_About this task_
Every record gets copied exactly, and no picture goes with it.

_Material supplied_
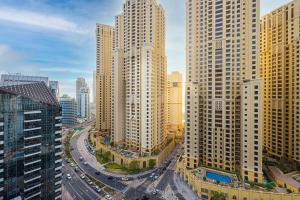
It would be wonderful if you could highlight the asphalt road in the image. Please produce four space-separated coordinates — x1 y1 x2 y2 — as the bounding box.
70 128 127 191
62 161 101 200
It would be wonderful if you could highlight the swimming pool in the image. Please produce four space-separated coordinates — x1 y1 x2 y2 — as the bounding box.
206 171 231 184
297 179 300 183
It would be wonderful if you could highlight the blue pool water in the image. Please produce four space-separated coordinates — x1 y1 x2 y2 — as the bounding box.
206 171 231 184
297 179 300 183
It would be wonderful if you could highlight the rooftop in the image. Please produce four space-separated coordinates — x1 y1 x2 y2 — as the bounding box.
0 82 59 107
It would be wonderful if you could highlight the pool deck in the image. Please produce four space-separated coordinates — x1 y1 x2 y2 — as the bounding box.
192 167 239 187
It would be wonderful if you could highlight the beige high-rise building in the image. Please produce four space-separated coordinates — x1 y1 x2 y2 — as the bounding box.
96 24 114 132
260 0 300 163
185 0 263 182
167 71 183 131
122 0 167 154
111 15 126 144
97 0 167 155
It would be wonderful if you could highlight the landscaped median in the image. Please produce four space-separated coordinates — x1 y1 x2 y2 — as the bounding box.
91 135 175 175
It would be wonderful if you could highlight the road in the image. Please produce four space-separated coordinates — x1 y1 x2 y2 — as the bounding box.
62 160 101 200
70 126 127 191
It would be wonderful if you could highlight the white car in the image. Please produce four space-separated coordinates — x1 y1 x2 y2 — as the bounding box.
121 176 128 181
67 174 71 180
83 162 88 165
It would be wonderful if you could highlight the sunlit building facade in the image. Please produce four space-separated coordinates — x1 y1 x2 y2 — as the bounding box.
96 24 114 132
260 0 300 163
185 0 263 183
167 71 183 131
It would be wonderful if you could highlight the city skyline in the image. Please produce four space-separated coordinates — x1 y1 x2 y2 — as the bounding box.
0 0 292 97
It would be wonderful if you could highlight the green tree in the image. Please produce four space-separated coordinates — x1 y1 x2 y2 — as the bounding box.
149 159 156 168
129 160 140 170
211 191 226 200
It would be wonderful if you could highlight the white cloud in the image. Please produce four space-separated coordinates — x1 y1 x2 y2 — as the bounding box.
0 7 88 34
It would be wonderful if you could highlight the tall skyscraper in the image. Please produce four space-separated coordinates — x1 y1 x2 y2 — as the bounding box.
0 82 62 200
0 74 49 86
260 0 300 163
76 77 87 116
95 24 114 132
167 71 183 131
185 0 263 183
110 15 126 144
59 94 77 125
49 80 60 99
122 0 167 154
79 87 90 119
97 0 167 154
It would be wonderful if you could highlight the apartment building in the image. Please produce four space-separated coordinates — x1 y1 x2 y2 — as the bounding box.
111 15 126 144
97 0 167 155
0 82 62 200
185 0 263 182
260 0 300 163
96 24 114 132
167 71 183 131
79 87 90 119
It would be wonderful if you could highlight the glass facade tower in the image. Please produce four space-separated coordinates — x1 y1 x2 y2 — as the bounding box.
0 82 62 200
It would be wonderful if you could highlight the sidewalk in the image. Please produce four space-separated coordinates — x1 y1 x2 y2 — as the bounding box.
173 172 201 200
76 128 157 178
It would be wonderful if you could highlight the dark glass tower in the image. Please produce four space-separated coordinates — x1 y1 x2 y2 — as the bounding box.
0 82 62 200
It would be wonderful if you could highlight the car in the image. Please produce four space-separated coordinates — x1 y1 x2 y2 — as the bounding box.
121 176 128 181
154 176 158 180
79 156 83 161
70 163 75 167
105 194 111 200
96 188 101 193
80 174 85 179
83 162 88 165
95 171 100 175
67 174 71 180
88 181 93 185
74 167 79 172
107 176 114 180
152 190 157 195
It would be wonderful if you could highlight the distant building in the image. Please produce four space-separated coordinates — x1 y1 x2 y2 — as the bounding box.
49 80 60 99
0 73 49 86
59 94 77 125
79 87 90 119
167 71 183 131
76 77 87 116
0 82 62 200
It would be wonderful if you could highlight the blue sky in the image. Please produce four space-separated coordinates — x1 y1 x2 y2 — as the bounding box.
0 0 292 97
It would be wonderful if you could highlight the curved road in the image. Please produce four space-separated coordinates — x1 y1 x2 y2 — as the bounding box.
70 127 127 191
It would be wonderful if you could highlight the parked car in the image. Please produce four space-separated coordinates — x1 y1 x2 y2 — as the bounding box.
79 156 83 161
107 176 114 180
121 176 128 181
80 174 85 179
83 162 88 165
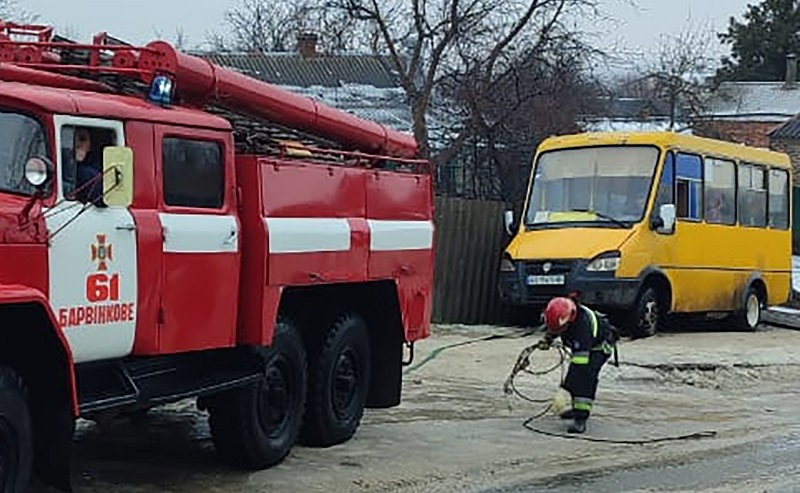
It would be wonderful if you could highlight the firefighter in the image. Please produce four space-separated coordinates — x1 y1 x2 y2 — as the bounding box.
537 296 618 434
74 127 105 206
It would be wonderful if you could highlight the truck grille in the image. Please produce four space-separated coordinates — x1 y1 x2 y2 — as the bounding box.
522 260 575 277
521 260 577 304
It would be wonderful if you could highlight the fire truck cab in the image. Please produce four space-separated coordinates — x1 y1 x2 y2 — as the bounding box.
0 22 434 492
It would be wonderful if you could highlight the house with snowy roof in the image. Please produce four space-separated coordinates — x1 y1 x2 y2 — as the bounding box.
198 34 415 136
692 55 800 149
579 96 685 133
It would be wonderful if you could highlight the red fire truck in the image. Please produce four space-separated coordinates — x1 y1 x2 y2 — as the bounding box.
0 21 434 492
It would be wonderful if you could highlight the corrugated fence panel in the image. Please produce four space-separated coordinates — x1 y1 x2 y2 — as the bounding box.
432 197 512 324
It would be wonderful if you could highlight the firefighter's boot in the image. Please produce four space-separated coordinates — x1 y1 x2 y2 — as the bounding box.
568 418 587 434
559 409 577 420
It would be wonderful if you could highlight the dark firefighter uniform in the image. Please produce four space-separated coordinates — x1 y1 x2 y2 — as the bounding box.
541 303 618 428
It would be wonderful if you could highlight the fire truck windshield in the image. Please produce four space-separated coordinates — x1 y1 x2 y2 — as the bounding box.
0 111 50 196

_Solution for this problem_
It would be wonderful if you could highlight the asphalt road in the image. Please produce four space-separated coordinates — x1 y1 x2 y2 — as the bounding box.
70 128 127 191
62 161 101 200
It would be wonderful if you could highlight the swimming pool in the image. Please produce four space-separated coordinates — x1 y1 x2 y2 — as the bounding box.
206 171 231 184
297 179 300 183
It would be wonderful if you could highlight the blue pool water in the image. Please produce four space-separated coordinates — x1 y1 x2 y2 — as the bounding box.
206 171 231 184
297 179 300 183
It would be wonderful if you could highlight the rooftop in the image. Please produce four space-separated coordinates — x1 y1 x2 y2 — as the bounding box.
0 82 59 107
It would be wonderful if you could highlight the pool deck in the image. Please produce four space-separated coordinates — x1 y1 x2 y2 — as the bounding box.
192 167 239 187
It would be wonderful if you could highlight the beige high-rise building in the image. Please produce four space-separated coordinates — x1 y1 x2 y2 — as the bounding box.
96 24 114 132
260 0 300 163
185 0 263 182
167 71 183 131
122 0 167 154
111 15 126 144
97 0 167 155
It would be wonderful if you could highlight the landscaped median in the image. Please produce four space-separated coordinates — x1 y1 x2 y2 — as the bounding box.
91 135 175 175
It would be wonderful if you could highlight the road in the image. Please produce four space-separated coordinates — x1 y1 x2 y2 — as the bounding box.
62 160 101 200
70 126 127 191
It would be wonderful if you could highlight the white car in the image. Please produce four space-separated coordinates — x1 y1 x2 y2 — as the bounding box.
121 176 128 181
67 174 71 180
83 162 88 165
It would be wonderful if you could highlight the sunlit building facade in the image. Please produce four space-separated coordinates — x1 y1 x2 y2 — as the bounding box.
96 24 114 132
260 0 300 163
185 0 263 183
167 71 183 131
It would be wonderful if you could highlight the city skyline in the image. Please produce four space-separated coordinates — x1 y1 x2 y2 — as the bounding box.
0 0 292 97
It would be wonderful if you could highlight the green tree in the image. Please produce four space-separated coordinates — x1 y1 x2 y2 — as the bounding box.
149 159 156 168
129 160 140 170
211 191 226 200
It would be wonderful if you could highlight the white cloud in the image. Please produce four space-separated coordinates — x1 y1 x2 y2 — as the bounding box.
0 7 88 34
It would be wonderful if you could highlight the tall skyscraper in the image. Please produce four space-separated coordinates — x1 y1 x2 y2 — as the bounding box.
0 82 62 200
0 74 49 86
260 0 300 163
76 77 87 116
95 24 114 132
167 71 183 131
185 0 263 183
110 15 126 144
59 94 77 125
49 80 60 99
122 0 167 154
79 87 90 119
97 0 167 154
It would be wonderful if you could highlight the apartment building in the image. Please produce four space-separated coordinates — x1 y1 x2 y2 — as the bounding box.
111 15 126 144
97 0 167 155
0 82 62 200
185 0 263 182
260 0 300 163
96 24 114 132
167 71 183 131
79 87 90 119
It would be wonderful if you could highlight the glass facade tower in the image. Please produce four space-separated coordinates — x1 y1 x2 y2 — as the bounding box.
0 82 62 200
It would be wonderful if you could highlight the sidewalk in the image. Please produce four space-separated coordinates — x1 y1 x2 y2 — as the bounding box.
173 172 201 200
76 128 157 178
It would be wonderful if you could highlight the dark glass tower in the image. Please produce four space-separated coordinates — x1 y1 x2 y2 — as the bounding box.
0 82 62 200
It would be wonderful if you could highlight the car in the image. Please produce four space-separated coordinates — x1 y1 x2 y2 — as the bounding box.
121 176 128 181
154 176 158 180
79 156 83 161
70 163 75 167
105 194 111 200
96 188 101 193
80 174 85 179
83 162 88 165
95 171 100 175
67 174 71 180
88 181 93 185
74 167 79 172
107 176 114 180
152 190 157 195
It would be wonderful if you could highlight the distant building in the image. Please produce four space-separated coordinates — x1 y1 x2 y2 — as the bounding box.
49 80 60 99
0 73 49 86
59 94 77 125
79 87 90 119
167 71 183 131
76 77 87 116
0 82 62 200
It would be wonderful if you could highlight the blue sky in the image. Please produce four space-separated coordinates — x1 y1 x2 y2 — as the bounding box.
0 0 292 97
It would be wonderful if you could highlight the curved road in the image. Please produce four space-separated coordinates — x1 y1 x2 y2 — as the bounding box.
70 127 127 191
It would be wonderful if you could highlight the parked car in the image. Please produce four space-separated coordinates — x1 y1 x2 y2 — as the bounding box.
79 156 83 161
107 176 114 180
121 176 128 181
80 174 85 179
83 162 88 165
It would be wonderful if you could highlight the firefighter in the image. Please produce four space-separated coordinates — x1 y1 x2 y2 — as the bounding box.
537 296 618 434
74 127 105 206
It would be wonderful if you could highlight the truck grille in the image. Please produce four space-separated coordinates — x1 y1 x2 y2 — as the bounding box.
522 260 575 277
521 260 577 304
It would be wonderful if you could highlight the fire truck cab in the image. Please produce four space-separated coordinates — x1 y1 x2 y2 — as the bounding box.
0 22 434 492
It would be wonderful if you could highlight the house with snowy roof in the image. Please produce four space-separated coordinates — x1 y1 x2 y2 — as the bounding box.
198 34 415 136
692 55 800 149
579 96 685 133
It would be wonderful if you could highlight the red fire truck in the image. Please produce four space-separated coordinates — x1 y1 x2 y2 — as the bounding box.
0 21 434 492
It would be wonderful if you could highlight the corrugated fence panel in the image. Please produce four space-separated coordinates — x1 y1 x2 y2 — as the bounding box.
432 197 512 324
It would be wonderful if you could highlight the firefighter's boot in the image. Please produce four space-separated coordinates — x1 y1 x2 y2 — as the bounding box.
568 418 587 434
559 409 577 420
It would be wonderful if you could highlight the dark firefighter uniform in the image. Please produce four space-separated coordinates — x1 y1 x2 y2 — as the bounding box.
541 303 618 428
It would be wonderful if you could highlight the fire truck windshield in the image. Please produce four space-separated coordinates — x1 y1 x2 y2 — as the bounding box.
0 111 50 196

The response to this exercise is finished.